§ Consigne
Pour chacune des affirmations suivantes, dites par oui ou par non si elle concorde avec la critique de l'album de Brockhampton, en citant exactement les mots décisifs de la critique. 1. Le groupe s'est formé autour du rappeur Kevin Abstract. 2. Avant 2017, les membres du groupe comptaient déjà de nombreux faits d'armes. 3. Le troisième volet de la série Saturation est sorti à la toute fin de l'année.

§ Extrait du texte
Album de BROCKHAMPTON (2017)

Critique rédigée originellement en décembre 2017
Dans mon précédent article (voir Wu-Tang Forever), j’évoquais le collectif le plus légendaire de l’histoire du Hip-Hop, et montrais que globalement, l’union fait la force. Alors qu’en cette année de Rap 2017 les individualités se sont encore plus affirmées au devant des groupes, cette maxime n’est pas prête de mourir avec Brockhampton.

Formé autour du rappeur Kevin Abstract, Brockhampton étonne déjà par son apparence : des blancs, des hispaniques, des renois, ça faisait combien de temps qu’on avait pas vu autant de diversité en un seul groupe ? A la manière assumée dont les membres se montrent sur leurs nombreux clips, et à la fâcheuse tendance qu’ils ont parfois à tous se grimer de peinture bleue, le message est clair d’emblée : on ne fait qu’un avec notre musique, et les barrières communautaires on les défonce à grands coups de « fuck ». Ça fait peut-être bobo de Konbini de dire ça mais ce genre d’attitude reste assez rare dans le Game pour être soulignée.

Rentrons maintenant dans le vif du sujet, pourquoi je vous parle de Brockhampton ? Il faut d’abord préciser que ces gars sortent littéralement de nulle part et n’ont avant 2017 quasiment aucun fait d’arme (hormis Kevin Abstract), ce qui les a sûrement encouragé à envoyer la sauce fort dès le début et à, disons-le crûment, poser leurs balls sur la table. C’est ce qui saute aux yeux dès le départ chez Brockhampton, dès les premières secondes de leur musique : ça tabasse, il y a énormément d’énergie à revendre et multiplié par 10 ça prend des airs de défouloir géant. Les mecs ne sont pas là pour se foutre de nous et se donnent à fond pour leur art, on sent une vraie furie créative s’emparer de nous car l’inspiration et l’envie sont bel et bien communicatives. On sent en plus dès le début qu’on est sur un truc conceptuel, les titres à un seul mot écrits en majuscule sont un écho direct au dernier (splendide) album de Kendrick Lamar. Les mecs ont faim quoi, ils apportent leur lot d’idées et enchaînent les nouveaux sons comme si ça passait sur le grill, difficile d’imaginer à quel point la cadence de production a dû être élevée avec une série de trois albums, Saturation I, II et III, sortis respectivement début juin, dans l’été puis à la toute fin de cette année. Autant de motivation, qui plus est pour un groupe de cette taille et qui débarque comme ça à l’improviste, c’est simplement du jamais-vu.

§ Entrées extraites
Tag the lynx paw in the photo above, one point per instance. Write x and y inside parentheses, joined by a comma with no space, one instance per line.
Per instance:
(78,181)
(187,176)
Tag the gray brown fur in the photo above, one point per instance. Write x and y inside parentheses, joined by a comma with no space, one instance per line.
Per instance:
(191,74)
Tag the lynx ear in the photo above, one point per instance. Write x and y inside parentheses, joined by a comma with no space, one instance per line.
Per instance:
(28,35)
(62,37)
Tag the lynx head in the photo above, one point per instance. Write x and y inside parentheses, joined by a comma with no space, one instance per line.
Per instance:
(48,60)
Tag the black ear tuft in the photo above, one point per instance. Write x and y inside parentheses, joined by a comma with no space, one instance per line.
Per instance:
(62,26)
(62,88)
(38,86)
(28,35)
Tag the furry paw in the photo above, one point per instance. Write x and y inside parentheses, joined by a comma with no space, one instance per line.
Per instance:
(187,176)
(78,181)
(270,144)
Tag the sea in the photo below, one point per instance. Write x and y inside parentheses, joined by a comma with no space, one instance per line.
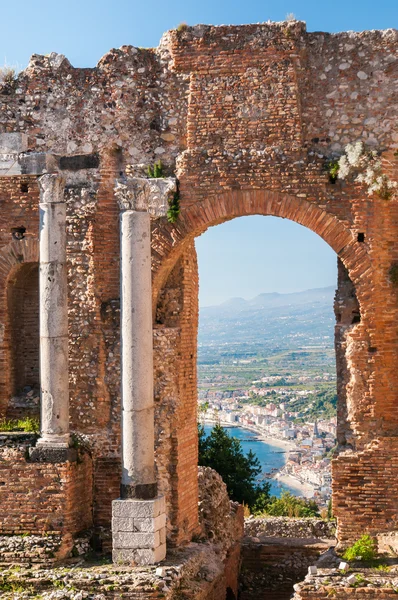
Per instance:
(270,456)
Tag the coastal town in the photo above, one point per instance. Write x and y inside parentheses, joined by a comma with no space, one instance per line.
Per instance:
(277,415)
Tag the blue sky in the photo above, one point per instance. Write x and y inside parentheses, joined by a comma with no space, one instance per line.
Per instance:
(246,256)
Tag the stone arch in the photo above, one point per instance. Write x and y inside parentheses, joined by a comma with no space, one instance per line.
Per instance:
(173,257)
(169,241)
(19,326)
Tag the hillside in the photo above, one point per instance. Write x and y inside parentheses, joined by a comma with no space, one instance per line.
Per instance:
(267,324)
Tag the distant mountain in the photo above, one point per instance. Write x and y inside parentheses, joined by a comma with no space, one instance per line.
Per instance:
(292,320)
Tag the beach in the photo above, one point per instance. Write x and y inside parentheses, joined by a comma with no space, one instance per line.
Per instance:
(284,444)
(305,489)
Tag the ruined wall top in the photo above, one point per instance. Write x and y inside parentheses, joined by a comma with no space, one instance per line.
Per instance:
(138,100)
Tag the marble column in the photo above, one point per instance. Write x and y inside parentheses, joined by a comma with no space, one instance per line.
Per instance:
(54,384)
(139,516)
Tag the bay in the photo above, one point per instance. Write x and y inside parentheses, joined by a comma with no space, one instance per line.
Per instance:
(270,456)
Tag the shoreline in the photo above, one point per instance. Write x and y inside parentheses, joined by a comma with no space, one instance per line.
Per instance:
(306,489)
(263,437)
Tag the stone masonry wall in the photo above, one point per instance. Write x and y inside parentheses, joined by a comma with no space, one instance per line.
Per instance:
(43,498)
(246,117)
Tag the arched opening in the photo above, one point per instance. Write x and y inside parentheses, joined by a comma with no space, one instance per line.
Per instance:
(176,303)
(23,336)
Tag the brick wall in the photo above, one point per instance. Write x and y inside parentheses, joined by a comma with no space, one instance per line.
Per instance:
(247,118)
(43,497)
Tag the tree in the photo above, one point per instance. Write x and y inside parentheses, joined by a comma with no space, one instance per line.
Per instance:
(239,472)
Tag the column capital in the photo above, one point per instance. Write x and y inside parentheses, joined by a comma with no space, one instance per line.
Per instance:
(51,188)
(145,195)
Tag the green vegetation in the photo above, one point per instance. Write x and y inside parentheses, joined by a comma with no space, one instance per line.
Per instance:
(393,274)
(322,406)
(156,171)
(7,74)
(290,506)
(29,425)
(174,207)
(365,548)
(332,167)
(224,454)
(182,27)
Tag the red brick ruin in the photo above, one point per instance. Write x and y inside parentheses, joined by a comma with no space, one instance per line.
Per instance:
(246,118)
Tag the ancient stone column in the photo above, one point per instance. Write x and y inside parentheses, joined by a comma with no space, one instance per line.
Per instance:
(139,516)
(54,390)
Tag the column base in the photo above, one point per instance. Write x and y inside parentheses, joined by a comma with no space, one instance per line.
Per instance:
(139,531)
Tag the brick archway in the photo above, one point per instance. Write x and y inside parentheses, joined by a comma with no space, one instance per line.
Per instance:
(17,259)
(169,241)
(174,271)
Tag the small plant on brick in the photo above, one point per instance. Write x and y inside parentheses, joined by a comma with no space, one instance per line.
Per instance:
(182,27)
(156,170)
(393,274)
(365,549)
(174,207)
(332,167)
(29,425)
(8,75)
(366,167)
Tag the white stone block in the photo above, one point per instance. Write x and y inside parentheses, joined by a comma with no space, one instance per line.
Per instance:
(13,143)
(139,556)
(143,525)
(125,539)
(139,509)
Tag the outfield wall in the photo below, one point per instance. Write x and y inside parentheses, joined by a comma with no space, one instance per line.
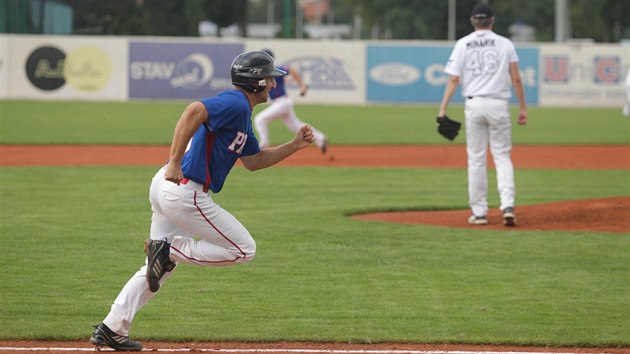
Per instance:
(344,72)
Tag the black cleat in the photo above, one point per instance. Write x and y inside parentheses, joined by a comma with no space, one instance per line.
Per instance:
(105,337)
(159,263)
(509,217)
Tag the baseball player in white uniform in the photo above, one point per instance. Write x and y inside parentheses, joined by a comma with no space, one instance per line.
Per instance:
(282,107)
(486,63)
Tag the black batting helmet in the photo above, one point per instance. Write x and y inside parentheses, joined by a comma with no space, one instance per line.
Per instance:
(250,69)
(268,51)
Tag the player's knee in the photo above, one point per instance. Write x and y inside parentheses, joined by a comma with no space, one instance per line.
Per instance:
(246,251)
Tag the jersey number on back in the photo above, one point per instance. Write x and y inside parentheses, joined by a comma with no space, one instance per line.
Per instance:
(484,62)
(238,143)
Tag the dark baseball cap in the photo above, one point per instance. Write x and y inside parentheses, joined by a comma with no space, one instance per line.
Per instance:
(482,10)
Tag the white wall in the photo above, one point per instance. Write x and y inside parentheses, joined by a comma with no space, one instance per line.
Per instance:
(97,68)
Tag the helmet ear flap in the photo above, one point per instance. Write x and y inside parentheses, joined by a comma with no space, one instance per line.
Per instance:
(252,86)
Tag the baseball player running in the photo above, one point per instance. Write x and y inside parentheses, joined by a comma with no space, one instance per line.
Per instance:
(485,64)
(209,137)
(282,107)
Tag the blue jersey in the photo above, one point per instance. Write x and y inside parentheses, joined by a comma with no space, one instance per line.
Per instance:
(221,140)
(279,90)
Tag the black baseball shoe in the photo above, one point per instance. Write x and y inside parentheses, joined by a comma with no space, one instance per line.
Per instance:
(509,217)
(105,337)
(478,220)
(158,262)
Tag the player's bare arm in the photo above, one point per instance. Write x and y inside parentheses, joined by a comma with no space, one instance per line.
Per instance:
(517,84)
(451,86)
(298,79)
(192,117)
(272,155)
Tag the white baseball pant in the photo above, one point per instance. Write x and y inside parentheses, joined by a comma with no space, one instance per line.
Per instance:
(181,212)
(282,107)
(488,122)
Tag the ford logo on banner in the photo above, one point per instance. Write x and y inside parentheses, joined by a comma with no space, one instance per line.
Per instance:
(394,74)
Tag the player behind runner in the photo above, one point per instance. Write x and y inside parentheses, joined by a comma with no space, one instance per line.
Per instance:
(282,106)
(209,137)
(486,63)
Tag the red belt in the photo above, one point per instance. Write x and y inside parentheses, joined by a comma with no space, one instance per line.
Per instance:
(186,180)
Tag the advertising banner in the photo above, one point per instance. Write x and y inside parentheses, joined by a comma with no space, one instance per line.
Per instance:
(334,71)
(176,70)
(4,58)
(68,67)
(587,75)
(415,73)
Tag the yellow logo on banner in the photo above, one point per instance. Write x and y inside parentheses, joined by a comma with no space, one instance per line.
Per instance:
(88,68)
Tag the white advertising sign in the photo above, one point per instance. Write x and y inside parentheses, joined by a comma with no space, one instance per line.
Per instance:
(588,75)
(68,67)
(334,71)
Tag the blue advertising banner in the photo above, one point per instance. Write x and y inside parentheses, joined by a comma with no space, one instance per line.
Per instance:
(180,70)
(415,74)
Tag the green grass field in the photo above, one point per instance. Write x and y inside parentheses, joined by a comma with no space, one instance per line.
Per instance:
(72,236)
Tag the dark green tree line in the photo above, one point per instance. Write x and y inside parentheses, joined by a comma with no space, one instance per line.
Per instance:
(601,20)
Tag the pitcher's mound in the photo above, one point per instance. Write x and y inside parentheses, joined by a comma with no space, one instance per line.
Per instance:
(600,215)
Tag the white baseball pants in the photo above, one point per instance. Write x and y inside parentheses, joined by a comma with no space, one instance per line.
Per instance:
(488,123)
(181,212)
(282,107)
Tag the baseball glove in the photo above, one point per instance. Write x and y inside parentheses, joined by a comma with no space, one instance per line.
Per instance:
(448,128)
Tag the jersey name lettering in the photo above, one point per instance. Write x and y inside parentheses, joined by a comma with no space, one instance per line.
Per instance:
(480,43)
(239,141)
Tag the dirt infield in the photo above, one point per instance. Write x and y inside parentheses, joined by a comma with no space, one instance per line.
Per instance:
(601,215)
(24,347)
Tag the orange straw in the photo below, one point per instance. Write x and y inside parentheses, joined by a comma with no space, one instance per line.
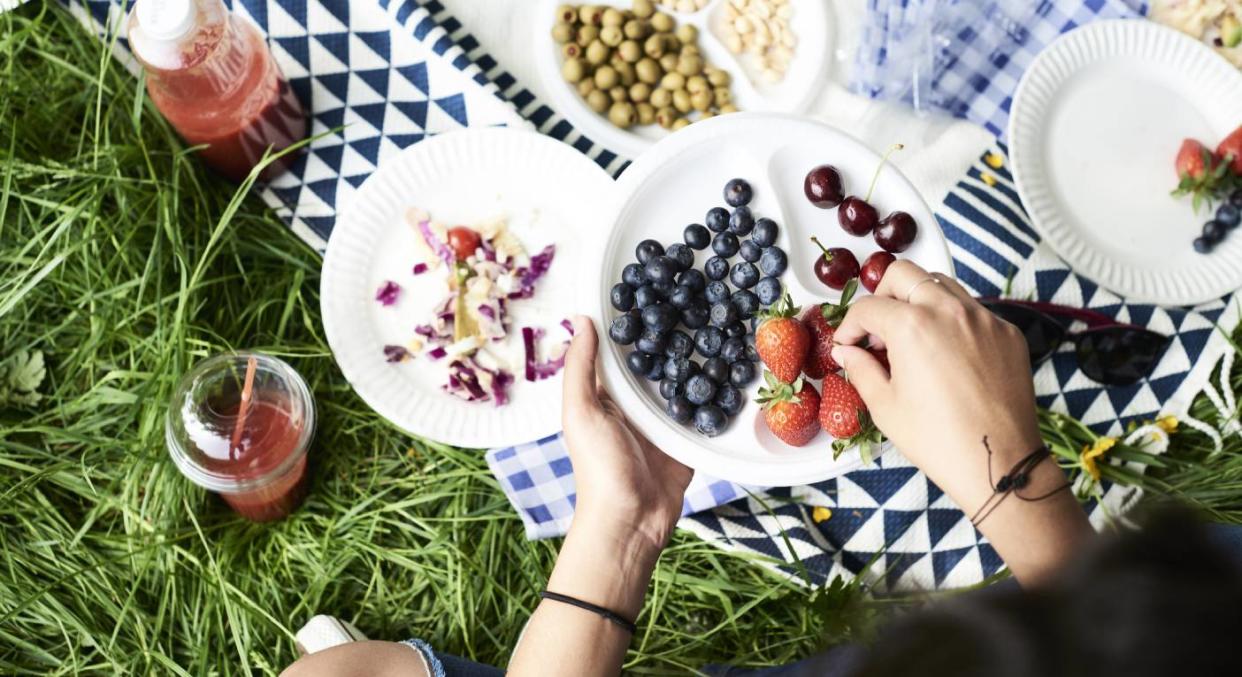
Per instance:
(245,406)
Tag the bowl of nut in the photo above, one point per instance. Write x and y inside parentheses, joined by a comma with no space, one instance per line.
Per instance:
(629,72)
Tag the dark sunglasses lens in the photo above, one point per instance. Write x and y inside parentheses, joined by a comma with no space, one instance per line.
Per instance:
(1119,355)
(1042,333)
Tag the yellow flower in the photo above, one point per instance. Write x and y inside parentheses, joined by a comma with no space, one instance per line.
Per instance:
(1091,452)
(1168,424)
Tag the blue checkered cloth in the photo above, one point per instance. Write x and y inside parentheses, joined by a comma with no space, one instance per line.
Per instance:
(965,57)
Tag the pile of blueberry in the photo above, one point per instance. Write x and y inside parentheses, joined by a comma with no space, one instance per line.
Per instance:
(1227,218)
(665,292)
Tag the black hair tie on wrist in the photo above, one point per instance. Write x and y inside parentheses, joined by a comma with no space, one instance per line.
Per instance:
(616,619)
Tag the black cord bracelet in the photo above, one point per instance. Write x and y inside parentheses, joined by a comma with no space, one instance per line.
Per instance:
(616,619)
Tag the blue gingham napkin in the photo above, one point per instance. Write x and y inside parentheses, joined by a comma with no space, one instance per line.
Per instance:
(965,57)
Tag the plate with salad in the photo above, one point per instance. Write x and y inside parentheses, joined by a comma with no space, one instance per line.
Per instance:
(450,278)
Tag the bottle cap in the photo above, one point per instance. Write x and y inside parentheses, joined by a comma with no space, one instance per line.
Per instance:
(167,19)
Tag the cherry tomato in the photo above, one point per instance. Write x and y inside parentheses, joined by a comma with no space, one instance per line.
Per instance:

§ Réponse complète
1. Oui : « Formé autour du rappeur Kevin Abstract »
2. Non : « n’ont avant 2017 quasiment aucun fait d’arme (hormis Kevin Abstract) »
3. Oui : « Saturation I, II et III, sortis respectivement début juin, dans l’été puis à la toute fin de cette année »